> [Entries shown]

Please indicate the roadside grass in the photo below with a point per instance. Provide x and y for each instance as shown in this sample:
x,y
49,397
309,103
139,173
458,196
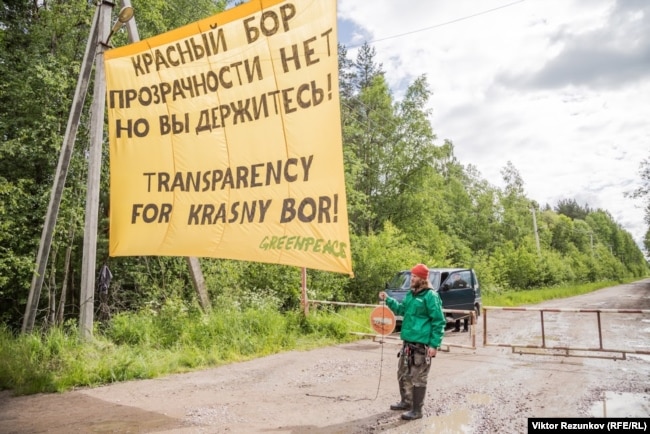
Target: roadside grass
x,y
148,345
178,339
513,298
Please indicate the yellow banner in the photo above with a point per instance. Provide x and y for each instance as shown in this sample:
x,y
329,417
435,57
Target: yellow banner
x,y
225,139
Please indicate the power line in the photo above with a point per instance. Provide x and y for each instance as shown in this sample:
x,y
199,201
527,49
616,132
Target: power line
x,y
443,24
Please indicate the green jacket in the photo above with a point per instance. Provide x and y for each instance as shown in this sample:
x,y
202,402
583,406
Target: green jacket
x,y
423,320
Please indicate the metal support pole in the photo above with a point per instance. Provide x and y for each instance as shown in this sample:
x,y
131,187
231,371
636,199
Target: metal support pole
x,y
87,296
60,177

> [Given exercise] Copy the records word for word, beginning with the line that contains "Please indicate the metal" and continuing through the last line of the records.

> [Result for this task]
Please indicate the metal support pole in the photo above with a point per instance. Provide x and y for each instance as shown in this sample:
x,y
131,187
231,371
636,199
Target: metal support pole
x,y
87,296
60,177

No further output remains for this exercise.